• Document section:

Each step is a plain function with signature dict -> dict. State flows through steps, with each step receiving the merged state (previous output + step config) and returning the updated state.

Quick start

From YAML

from molfun.pipelines import Pipeline

pipeline = Pipeline.from_yaml("recipe.yaml")
result = pipeline.run()

Programmatic

from molfun.pipelines import Pipeline, PipelineStep
from molfun.pipelines.steps import fetch_step, split_step, train_step, eval_step

pipeline = Pipeline([
    PipelineStep("fetch",  fetch_step,  config={"ec_number": "2.7.11"}),
    PipelineStep("split",  split_step,  config={"val_frac": 0.1}),
    PipelineStep("train",  train_step,  config={"strategy": "lora", "epochs": 20}),
    PipelineStep("eval",   eval_step),
])

result = pipeline.run()
print(result["eval_metrics"])

YAML recipe format

type: finetune            # finetune | train | inference | data | custom
model: openfold           # backend: openfold, random_forest, svm, ...
checkpoint_dir: runs/my_experiment   # optional: save state after each step

steps:
  - name: fetch
    fn: molfun.pipelines.steps.fetch_step
    config:
      ec_number: "2.7.11"
      max_structures: 200
      resolution_max: 2.5
      fmt: cif

  - name: split
    fn: molfun.pipelines.steps.split_step
    config:
      val_frac: 0.1
      test_frac: 0.1
      seed: 42

  - name: build_dataset
    fn: molfun.pipelines.steps.build_dataset_step
    config:
      max_seq_len: 256
      batch_size: 1

  - name: train
    fn: molfun.pipelines.steps.train_step
    config:
      strategy: lora
      epochs: 20
      lr: 0.0002
      rank: 8
      device: cuda

  - name: eval
    fn: molfun.pipelines.steps.eval_step

  - name: save
    fn: molfun.pipelines.steps.save_step
    config:
      checkpoint_dir: runs/my_experiment

  - name: push
    fn: molfun.pipelines.steps.push_step
    config:
      repo: username/my-model
      private: false

Recipe fields

Field Required Description
type No Pipeline type: finetune, train, inference, data, custom
model No Model backend name (auto-injected as model_name into step configs)

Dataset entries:
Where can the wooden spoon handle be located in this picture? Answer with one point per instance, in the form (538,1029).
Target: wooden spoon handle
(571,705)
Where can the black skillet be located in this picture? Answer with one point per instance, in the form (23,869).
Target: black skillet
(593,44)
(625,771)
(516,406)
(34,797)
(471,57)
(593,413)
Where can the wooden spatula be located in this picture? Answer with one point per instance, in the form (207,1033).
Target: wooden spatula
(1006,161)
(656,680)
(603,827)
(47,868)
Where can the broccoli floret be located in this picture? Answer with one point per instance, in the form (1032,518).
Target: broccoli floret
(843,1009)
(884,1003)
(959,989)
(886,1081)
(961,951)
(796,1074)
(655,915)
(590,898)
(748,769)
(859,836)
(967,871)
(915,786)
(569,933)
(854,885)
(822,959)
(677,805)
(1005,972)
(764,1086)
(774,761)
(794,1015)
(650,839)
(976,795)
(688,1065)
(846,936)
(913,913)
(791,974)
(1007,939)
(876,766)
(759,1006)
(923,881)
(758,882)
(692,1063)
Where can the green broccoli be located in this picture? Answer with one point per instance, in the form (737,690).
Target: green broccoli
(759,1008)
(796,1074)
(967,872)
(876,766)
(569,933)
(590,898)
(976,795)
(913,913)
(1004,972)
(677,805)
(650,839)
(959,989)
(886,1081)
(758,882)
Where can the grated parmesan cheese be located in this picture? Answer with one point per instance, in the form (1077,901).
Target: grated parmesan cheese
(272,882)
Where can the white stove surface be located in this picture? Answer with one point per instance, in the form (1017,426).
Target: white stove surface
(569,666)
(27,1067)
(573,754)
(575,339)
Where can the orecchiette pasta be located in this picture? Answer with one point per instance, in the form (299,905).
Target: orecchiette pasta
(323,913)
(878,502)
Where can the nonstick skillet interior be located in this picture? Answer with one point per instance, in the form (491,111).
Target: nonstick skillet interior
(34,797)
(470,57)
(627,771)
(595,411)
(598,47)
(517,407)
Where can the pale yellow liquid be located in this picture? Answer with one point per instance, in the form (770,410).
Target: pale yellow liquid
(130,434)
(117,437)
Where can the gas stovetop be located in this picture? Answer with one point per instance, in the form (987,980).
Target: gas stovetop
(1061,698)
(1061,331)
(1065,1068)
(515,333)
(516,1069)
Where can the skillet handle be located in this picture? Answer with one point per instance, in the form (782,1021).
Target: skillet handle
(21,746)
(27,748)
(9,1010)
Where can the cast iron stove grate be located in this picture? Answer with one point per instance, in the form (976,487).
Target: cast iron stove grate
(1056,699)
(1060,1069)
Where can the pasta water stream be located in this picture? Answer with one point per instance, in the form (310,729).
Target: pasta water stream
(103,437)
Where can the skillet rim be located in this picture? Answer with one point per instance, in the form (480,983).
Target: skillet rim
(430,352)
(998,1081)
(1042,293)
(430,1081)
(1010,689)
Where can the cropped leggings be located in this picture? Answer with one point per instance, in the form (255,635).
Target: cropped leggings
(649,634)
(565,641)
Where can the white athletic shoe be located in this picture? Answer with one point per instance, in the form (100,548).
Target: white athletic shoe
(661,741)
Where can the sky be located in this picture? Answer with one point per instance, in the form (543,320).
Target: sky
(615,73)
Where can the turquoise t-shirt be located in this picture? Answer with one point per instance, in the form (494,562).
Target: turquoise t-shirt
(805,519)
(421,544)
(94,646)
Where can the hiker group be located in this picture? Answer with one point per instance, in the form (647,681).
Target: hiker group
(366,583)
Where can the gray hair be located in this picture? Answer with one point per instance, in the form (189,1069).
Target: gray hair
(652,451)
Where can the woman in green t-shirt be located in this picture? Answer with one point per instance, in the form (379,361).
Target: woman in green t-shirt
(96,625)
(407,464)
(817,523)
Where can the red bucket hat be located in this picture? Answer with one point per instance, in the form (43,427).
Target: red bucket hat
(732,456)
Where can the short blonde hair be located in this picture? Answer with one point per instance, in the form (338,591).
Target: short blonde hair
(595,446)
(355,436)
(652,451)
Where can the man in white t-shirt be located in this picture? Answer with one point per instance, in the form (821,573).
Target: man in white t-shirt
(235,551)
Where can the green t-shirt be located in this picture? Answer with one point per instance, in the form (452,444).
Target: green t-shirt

• Problem set:
a: Answer these questions using the pipeline documentation, one answer per line:
(i) What signature does each step function have?
(ii) In the YAML recipe, what seed value is set for the split step?
(iii) Under what name is the model backend auto-injected into step configs?
b: Decide whether each statement agrees with the pipeline documentation. Answer yes or no, and quote the words that decide it.
(i) Each step receives only the output of the previous step.
(ii) The train step in the YAML recipe uses a learning rate of 0.0002.
(iii) The type field is required in a recipe.
c: Continue the pipeline documentation from its final sentence.
The lines have no connection to the pipeline documentation.

• Answers provided:
a:
(i) dict -> dict
(ii) 42
(iii) model_name

b:
(i) No: "each step receiving the merged state (previous output + step config)"
(ii) Yes: "lr: 0.0002"
(iii) No: "type No Pipeline type: finetune, train, inference, data, custom"

c:
checkpoint_dir No Directory for saving state JSON after each step
steps Yes Ordered list of step definitions

Step fields

Field Required Description
name Yes Unique step name
fn Yes Dotted import path to the step function
config No Static configuration merged into the state before the step runs
skip No Set true to skip this step

Built-in steps

Structure fine-tuning steps

Step Function Purpose
fetch molfun.pipelines.steps.fetch_step Download PDB structures from RCSB
split molfun.pipelines.steps.split_step Train/val/test split
build_dataset molfun.pipelines.steps.build_dataset_step Create StructureDataset + DataLoaders
train molfun.pipelines.steps.train_step Fine-tune with a chosen strategy (lora, partial, full, head_only)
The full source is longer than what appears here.